ACTIONS TO TAKE:
1. Translate this sentence from the article on asbestos use in chlorine production into Spanish: "Inhalation of asbestos fibers is known to cause diseases like mesothelioma, prompting stringent regulations to safeguard the well-being of workers and the environment."
2. Transcribe the passage of the article on asbestos use in chlorine production starting with "Shifting Safety Paradigms" and going on through "and lung cancer.".
3. Go on with the article on asbestos use in chlorine production, picking up after its last sentence.
[[ DOCUMENT SECTION open ]]
Chlorine production with asbestos usage

Chlorine Production: Asbestos Still Used

You may be shocked to learn that even in the 2020’s, asbestos is still used in the chlor-alkali industry.  This continued use of asbestos by the chlor-alkali industry has rightfully come under heavy scrutiny as the EPA has finally proposed an outright ban on chrysotile asbestos – the type of asbestos fiber used in the manufacture of chlorine.

Historical Significance

For decades, asbestos played a pivotal role in the chlor-alkali sector due to its exceptional properties, including resistance to heat, durability, and chemical resilience. This made it an attractive choice for constructing diaphragm cells and related equipment, essential in the chlor-alkali process. However many benefits – they should have been far outweighed by the hazard to human health posed by asbestos.  

Shifting Safety Paradigms

Since at least the 1970s, when OSHA and the EPA began to regulate asbestos, there has been a heightened awareness of the grave health risks linked to asbestos exposure. Inhalation of asbestos fibers is known to cause diseases like mesothelioma, prompting stringent regulations to safeguard the well-being of workers and the environment.  Nevertheless, the chlor-alkali industry has continued to use asbestos in electrolysis diaphragms used to make chlorine.  The diaphragms to separate chlorine from sodium hydroxide in the sodium chloride electrolysis process. The use of asbestos in these diaphragms – which has continued into 2023 – is  a practice which places workers at risk of developing numerous asbestos disease including mesothelioma and lung cancer.
[[ DOCUMENT SECTION closed ]]
[[ ENTRIES PROVIDED open ]]
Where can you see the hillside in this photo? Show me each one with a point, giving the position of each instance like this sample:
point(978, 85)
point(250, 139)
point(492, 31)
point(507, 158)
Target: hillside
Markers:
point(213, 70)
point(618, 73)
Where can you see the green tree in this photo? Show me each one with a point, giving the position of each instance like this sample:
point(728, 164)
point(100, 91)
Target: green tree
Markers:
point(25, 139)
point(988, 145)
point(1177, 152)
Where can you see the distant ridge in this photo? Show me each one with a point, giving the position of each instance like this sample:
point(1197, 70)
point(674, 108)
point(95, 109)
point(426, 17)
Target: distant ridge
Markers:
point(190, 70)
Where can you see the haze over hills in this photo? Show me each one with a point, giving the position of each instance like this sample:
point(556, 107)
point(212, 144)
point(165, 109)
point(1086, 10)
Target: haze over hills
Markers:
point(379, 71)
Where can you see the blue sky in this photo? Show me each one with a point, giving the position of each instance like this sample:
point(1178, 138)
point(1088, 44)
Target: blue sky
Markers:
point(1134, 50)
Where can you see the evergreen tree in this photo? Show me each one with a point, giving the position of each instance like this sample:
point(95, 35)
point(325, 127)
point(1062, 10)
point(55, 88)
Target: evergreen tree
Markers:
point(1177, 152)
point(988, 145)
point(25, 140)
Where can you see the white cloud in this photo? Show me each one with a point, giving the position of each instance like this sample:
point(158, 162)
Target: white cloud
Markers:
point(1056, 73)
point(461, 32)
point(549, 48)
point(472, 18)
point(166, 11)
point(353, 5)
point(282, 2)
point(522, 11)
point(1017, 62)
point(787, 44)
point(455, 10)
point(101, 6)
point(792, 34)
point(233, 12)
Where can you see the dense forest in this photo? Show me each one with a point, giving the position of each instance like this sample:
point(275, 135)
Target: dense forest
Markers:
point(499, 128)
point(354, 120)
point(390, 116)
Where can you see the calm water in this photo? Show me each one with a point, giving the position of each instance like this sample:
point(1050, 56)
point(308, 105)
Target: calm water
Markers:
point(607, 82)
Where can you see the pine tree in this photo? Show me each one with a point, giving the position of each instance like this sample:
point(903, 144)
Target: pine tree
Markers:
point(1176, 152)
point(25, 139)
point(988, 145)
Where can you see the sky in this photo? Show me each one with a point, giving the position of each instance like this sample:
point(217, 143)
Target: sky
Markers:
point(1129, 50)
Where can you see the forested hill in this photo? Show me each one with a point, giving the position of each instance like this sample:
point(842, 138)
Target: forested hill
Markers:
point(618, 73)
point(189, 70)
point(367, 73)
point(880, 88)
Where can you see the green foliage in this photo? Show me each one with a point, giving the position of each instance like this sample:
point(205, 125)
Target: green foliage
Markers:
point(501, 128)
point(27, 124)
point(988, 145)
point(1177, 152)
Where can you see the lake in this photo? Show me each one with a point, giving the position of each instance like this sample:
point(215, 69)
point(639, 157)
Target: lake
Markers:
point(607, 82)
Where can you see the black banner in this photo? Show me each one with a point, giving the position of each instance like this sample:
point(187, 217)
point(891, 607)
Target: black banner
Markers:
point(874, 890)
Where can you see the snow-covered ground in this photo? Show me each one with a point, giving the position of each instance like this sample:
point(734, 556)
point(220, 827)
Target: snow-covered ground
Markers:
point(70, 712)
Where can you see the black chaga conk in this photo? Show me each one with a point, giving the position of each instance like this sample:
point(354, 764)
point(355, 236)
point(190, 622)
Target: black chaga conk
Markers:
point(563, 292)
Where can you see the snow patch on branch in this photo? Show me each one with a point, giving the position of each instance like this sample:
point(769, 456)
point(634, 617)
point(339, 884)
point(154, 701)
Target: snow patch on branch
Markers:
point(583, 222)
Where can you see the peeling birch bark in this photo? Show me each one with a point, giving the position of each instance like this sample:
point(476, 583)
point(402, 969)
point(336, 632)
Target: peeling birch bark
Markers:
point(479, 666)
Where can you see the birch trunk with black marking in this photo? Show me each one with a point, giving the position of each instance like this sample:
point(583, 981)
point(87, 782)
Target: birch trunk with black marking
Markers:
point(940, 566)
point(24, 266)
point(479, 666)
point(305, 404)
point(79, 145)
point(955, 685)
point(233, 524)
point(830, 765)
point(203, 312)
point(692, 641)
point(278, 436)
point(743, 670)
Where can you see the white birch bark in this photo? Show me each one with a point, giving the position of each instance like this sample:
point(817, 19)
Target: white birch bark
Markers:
[[ ENTRIES PROVIDED closed ]]
ANSWERS BY TASK:
1. Se sabe que la inhalación de fibras de asbesto causa enfermedades como el mesotelioma, lo que ha dado lugar a regulaciones estrictas para proteger el bienestar de los trabajadores y del medio ambiente.

2.
Shifting Safety Paradigms

Since at least the 1970s, when OSHA and the EPA began to regulate asbestos, there has been a heightened awareness of the grave health risks linked to asbestos exposure. Inhalation of asbestos fibers is known to cause diseases like mesothelioma, prompting stringent regulations to safeguard the well-being of workers and the environment.  Nevertheless, the chlor-alkali industry has continued to use asbestos in electrolysis diaphragms used to make chlorine.  The diaphragms to separate chlorine from sodium hydroxide in the sodium chloride electrolysis process. The use of asbestos in these diaphragms – which has continued into 2023 – is  a practice which places workers at risk of developing numerous asbestos disease including mesothelioma and lung cancer.

3.
Regulatory Constraints

Asbestos usage in chlorine production has come under increasing scrutiny in the United States as the EPA in December 2020 found a health risk to chlor-alkali workers from the continued use of asbestos.  The EPA has proposed a ban on chrysotile asbestos, the type of asbestos used in the chlor-alkali process.  The ban is expected to be finalized in late 2023.  These measures aim to minimize asbestos exposure and mitigate the associated risks to both chlor-alkali workers and the community. 

Seeking Safer Solutions

In response to these regulatory constraints, the industry has actively explored alternative materials for constructing diaphragm cells and related equipment. Materials such as polymer-based membranes and advanced coatings have emerged as promising substitutes for asbestos. These alternatives are designed to maintain the integrity of the chlor-alkali process while eliminating the health risks tied to asbestos. As of the summer of 2023, the few chlor-alkali producers using asbestos have announced that in light of the looming EPA ban, they are also phasing out asbestos diaphragms.

Environmental Implications

In addition to health concerns, there are noteworthy environmental considerations associated with asbestos use in chlorine production. The disposal of asbestos-containing materials poses a significant environmental challenge due to its hazardous nature. The transition to safer alternatives not only prioritizes human health but also contributes to environmental sustainability.

Asbestos’s role in chlorine production has transformed significantly over time. Although it once played a pivotal part in the industry, concerns over health and the environment have led to its gradual phase-out. The implementation of regulatory measures and the exploration of safer alternatives have reshaped the landscape of the chlor-alkali industry. Action by the EPA was crucial in finally bringing to an end the last ongoing use of asbestos in the United States.